------ Source records
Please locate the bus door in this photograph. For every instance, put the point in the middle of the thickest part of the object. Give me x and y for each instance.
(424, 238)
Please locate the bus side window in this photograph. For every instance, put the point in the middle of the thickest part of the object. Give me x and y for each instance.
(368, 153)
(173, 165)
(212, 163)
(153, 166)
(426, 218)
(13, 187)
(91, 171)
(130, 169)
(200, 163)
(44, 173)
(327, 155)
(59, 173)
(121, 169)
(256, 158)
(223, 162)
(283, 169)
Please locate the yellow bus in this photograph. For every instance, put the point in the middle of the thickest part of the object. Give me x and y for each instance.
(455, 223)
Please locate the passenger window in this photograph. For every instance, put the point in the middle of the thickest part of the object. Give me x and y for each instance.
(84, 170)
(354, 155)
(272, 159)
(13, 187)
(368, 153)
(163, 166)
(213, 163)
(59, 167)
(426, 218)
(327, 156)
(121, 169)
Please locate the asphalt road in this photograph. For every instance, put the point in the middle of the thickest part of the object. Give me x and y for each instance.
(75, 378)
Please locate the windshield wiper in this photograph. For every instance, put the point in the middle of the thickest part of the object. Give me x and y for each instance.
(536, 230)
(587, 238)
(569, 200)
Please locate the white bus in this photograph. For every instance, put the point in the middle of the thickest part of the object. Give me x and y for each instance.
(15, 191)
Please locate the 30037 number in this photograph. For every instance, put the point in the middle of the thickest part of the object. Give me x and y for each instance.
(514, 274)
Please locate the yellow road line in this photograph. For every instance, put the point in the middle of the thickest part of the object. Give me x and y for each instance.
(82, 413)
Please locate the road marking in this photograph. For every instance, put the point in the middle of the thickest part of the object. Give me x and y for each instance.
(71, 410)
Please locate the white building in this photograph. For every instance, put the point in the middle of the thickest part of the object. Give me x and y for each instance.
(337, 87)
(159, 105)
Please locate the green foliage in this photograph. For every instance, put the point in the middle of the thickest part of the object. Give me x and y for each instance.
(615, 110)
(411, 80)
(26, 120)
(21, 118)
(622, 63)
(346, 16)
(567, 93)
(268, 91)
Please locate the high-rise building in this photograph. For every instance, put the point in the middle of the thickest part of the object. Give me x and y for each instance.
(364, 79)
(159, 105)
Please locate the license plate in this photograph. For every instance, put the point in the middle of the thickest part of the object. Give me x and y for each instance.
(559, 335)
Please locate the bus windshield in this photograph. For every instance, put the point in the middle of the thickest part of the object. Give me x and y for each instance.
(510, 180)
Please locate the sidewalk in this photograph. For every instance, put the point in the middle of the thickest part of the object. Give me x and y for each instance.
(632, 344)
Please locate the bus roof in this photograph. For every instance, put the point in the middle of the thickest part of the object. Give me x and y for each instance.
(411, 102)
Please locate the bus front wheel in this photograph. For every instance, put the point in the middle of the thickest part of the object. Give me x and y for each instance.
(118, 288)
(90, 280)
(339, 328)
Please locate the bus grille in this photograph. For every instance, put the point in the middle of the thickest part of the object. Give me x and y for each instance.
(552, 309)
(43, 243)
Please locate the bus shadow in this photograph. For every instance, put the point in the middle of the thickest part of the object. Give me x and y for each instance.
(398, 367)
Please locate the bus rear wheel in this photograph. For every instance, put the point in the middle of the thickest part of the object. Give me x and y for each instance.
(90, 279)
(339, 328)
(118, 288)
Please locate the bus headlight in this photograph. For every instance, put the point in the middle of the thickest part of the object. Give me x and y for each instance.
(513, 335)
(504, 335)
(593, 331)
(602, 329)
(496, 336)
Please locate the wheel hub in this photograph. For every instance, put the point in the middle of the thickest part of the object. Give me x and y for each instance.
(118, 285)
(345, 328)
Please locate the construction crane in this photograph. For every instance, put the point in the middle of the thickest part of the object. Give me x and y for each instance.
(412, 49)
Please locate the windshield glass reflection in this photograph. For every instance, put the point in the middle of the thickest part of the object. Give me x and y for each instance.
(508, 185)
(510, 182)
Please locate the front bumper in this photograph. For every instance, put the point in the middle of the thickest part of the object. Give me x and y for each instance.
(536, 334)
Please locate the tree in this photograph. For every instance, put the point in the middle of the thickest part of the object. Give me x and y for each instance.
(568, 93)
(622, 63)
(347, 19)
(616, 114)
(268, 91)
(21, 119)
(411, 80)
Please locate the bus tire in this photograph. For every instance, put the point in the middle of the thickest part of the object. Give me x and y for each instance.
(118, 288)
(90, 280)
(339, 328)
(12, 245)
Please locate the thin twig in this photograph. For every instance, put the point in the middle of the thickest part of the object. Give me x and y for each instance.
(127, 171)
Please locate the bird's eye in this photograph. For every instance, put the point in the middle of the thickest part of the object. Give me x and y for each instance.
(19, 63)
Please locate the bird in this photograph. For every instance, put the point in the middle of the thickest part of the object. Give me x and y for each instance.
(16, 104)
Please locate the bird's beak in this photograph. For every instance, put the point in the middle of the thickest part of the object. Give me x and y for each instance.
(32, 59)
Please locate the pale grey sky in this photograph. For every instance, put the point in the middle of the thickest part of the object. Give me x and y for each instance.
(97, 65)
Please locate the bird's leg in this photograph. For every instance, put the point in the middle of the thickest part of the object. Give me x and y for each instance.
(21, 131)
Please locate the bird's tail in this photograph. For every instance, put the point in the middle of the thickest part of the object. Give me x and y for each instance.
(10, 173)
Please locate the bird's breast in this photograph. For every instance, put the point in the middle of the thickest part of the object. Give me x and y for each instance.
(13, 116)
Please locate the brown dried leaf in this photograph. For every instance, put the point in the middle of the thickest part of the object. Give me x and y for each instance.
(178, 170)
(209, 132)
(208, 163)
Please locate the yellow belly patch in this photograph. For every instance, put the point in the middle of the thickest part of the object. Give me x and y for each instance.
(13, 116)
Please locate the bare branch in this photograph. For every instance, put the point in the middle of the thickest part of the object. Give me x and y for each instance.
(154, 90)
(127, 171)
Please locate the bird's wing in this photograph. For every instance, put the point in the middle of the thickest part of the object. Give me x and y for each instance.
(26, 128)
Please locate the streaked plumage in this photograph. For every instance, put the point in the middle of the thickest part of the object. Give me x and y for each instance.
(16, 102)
------------
------ Source records
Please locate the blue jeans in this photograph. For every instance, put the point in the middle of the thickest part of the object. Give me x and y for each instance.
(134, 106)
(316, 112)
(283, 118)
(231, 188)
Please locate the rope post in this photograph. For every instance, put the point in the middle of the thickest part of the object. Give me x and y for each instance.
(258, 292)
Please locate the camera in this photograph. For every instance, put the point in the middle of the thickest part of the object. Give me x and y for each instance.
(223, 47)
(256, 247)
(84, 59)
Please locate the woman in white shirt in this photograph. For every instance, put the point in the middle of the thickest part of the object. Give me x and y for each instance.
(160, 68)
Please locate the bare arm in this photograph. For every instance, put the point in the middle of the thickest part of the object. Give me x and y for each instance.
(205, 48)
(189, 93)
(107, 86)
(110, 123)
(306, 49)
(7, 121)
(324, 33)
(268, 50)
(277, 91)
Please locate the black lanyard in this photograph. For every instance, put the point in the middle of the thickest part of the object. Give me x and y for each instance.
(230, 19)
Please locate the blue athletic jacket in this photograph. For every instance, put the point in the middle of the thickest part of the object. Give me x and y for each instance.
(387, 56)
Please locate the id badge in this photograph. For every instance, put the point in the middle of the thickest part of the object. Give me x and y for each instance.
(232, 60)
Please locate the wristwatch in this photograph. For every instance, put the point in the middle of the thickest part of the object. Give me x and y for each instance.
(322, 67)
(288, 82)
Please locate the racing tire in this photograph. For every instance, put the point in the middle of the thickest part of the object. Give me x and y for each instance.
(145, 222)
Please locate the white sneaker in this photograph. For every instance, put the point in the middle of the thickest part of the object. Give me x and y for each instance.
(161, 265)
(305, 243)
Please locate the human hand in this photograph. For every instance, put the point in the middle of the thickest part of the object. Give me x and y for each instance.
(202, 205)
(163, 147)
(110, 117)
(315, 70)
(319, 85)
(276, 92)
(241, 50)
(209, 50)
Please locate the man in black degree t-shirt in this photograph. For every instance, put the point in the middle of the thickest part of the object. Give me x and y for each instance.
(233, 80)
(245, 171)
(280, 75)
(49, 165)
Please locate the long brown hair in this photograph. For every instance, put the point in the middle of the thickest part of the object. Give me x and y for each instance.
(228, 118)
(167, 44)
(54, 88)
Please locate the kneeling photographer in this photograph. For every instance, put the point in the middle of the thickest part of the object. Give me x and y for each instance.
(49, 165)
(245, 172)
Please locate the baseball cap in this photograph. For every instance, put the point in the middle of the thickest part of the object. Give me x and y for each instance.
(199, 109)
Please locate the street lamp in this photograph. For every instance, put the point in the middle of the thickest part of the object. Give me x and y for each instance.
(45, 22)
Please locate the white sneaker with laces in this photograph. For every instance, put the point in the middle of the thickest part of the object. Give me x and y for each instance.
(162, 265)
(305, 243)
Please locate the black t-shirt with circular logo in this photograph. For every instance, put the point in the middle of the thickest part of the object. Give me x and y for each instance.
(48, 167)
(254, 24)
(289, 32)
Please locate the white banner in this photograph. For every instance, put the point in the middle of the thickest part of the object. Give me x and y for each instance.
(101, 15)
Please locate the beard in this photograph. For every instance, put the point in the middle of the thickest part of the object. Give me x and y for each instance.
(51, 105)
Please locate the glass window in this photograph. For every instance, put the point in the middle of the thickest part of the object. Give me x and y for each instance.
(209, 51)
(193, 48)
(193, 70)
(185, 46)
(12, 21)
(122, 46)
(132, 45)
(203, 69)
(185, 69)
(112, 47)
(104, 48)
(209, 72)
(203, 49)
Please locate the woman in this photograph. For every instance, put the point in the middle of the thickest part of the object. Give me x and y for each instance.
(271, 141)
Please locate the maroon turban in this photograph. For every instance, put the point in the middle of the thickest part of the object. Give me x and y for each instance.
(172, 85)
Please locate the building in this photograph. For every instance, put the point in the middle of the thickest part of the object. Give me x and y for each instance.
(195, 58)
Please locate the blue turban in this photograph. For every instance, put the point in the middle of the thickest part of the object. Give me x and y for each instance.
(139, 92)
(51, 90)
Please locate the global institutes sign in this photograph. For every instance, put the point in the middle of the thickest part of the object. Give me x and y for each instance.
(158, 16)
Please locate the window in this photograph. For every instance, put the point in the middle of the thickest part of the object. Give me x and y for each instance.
------------
------ Source records
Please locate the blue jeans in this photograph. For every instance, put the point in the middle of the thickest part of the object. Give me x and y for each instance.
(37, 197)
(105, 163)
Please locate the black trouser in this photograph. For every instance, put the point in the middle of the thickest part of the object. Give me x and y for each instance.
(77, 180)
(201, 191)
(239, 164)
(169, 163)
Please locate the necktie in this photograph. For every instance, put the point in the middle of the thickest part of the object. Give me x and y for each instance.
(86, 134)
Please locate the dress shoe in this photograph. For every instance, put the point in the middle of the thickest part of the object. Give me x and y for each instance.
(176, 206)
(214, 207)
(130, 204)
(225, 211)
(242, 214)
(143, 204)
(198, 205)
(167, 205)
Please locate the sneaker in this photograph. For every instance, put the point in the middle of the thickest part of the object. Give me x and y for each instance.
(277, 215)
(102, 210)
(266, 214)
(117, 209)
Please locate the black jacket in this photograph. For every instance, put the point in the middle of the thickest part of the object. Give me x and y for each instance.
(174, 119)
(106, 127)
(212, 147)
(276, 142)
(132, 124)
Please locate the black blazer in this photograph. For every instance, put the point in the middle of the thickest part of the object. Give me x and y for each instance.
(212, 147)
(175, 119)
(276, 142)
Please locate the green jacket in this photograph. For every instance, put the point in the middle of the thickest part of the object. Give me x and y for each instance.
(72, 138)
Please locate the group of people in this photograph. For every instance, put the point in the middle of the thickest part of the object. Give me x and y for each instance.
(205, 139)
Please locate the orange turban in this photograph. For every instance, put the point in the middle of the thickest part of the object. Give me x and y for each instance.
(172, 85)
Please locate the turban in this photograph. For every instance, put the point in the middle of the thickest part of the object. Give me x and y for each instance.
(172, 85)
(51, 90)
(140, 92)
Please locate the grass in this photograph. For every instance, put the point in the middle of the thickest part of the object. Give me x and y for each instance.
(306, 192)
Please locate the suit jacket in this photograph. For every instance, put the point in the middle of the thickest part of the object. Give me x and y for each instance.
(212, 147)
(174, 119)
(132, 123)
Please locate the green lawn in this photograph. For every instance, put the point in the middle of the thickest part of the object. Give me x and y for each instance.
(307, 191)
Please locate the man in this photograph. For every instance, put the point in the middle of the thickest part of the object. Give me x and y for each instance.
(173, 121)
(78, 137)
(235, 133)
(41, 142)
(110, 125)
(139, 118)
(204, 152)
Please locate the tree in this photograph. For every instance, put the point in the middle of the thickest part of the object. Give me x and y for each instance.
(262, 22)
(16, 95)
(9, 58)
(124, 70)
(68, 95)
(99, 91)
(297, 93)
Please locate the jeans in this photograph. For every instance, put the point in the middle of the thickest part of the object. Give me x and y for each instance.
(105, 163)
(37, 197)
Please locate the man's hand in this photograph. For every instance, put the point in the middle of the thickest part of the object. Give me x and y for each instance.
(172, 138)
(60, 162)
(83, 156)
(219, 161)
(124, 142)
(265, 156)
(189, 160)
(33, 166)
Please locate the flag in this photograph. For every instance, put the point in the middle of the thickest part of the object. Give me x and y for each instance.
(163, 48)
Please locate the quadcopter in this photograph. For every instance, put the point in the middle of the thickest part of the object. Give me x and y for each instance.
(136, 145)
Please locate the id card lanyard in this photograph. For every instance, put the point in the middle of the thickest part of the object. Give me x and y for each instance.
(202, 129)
------------
Report each line in the listing above that contains the string "brown". Letter case counts.

_Task solution_.
Please locate the brown dried leaf in this photograph. For every instance, put the point in the middle of the thickest part of the object. Give me x and y for each instance.
Please locate the long brown hair in this photograph. For every instance, put the point in the middle of the thickest part of the object. Give me x and y for each instance.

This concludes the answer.